* **List of tasks**:
1. Summarize the essay about being ghosted in two sentences.
2. Translate this sentence from the essay about being ghosted into Spanish: "I am still learning how to be resilient in the face of rejection."
3. Answer these questions using the essay about being ghosted.
(a) What movie did the writer and the date see?
(b) After how many hours did the writer start to worry?
(c) Which year of college does the essay call a fundamentally disruptive time?

We saw the new Ruth Bader Ginsburg movie: On the Basis of Sex. The date itself seemed to go well; we got to know each other better and he seemed like a really cool guy. But after the date, my texts were answered with radio silence.

At first, I thought he must just be busy, but after 24 hours I started to worry. Now it is clear that he ghosted me.

When I first realized this, I was extremely sad, disappointed, and angry. Instead of telling me that he wasn't interested in me anymore, this guy had taken the coward's way out. I didn't even know what I had done wrong. Everything had seemed to be going great and then all my high hopes came crashing down.

After talking with several friends, I realized that I could handle this unfortunate situation two ways: either I could wallow in self-pity, or I could pick myself up and try to learn from this experience. I realized that if I wanted to be happy and confident, I couldn't allow this letdown to define me or discourage me.

I am still learning how to be resilient in the face of rejection. Freshman year of college is a fundamentally disruptive time in someone's life, a time of radical change and personal evolution in the adaptation to new circumstances and environments. In the midst of this ongoing process of enlightenment and growth, I've realized that if I keep basing my happiness and sense of self-worth on the actions of others, I will always end up feeling disappointed and worthless.

* **Provided data**:
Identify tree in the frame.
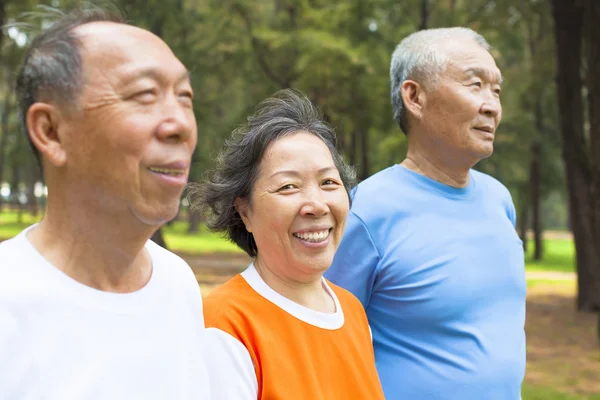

* **Outputs in order**:
1. After a date to see On the Basis of Sex that seemed to go well, the writer's texts went unanswered, and it became clear that the man had ghosted the writer, who felt sad, disappointed, and angry. After talking with friends, the writer chose to learn from the experience rather than wallow in self-pity, realizing that basing happiness and self-worth on the actions of others always leads to feeling disappointed and worthless.

2. Todavía estoy aprendiendo a ser resiliente ante el rechazo.

3.
(a) On the Basis of Sex
(b) 24 hours
(c) Freshman year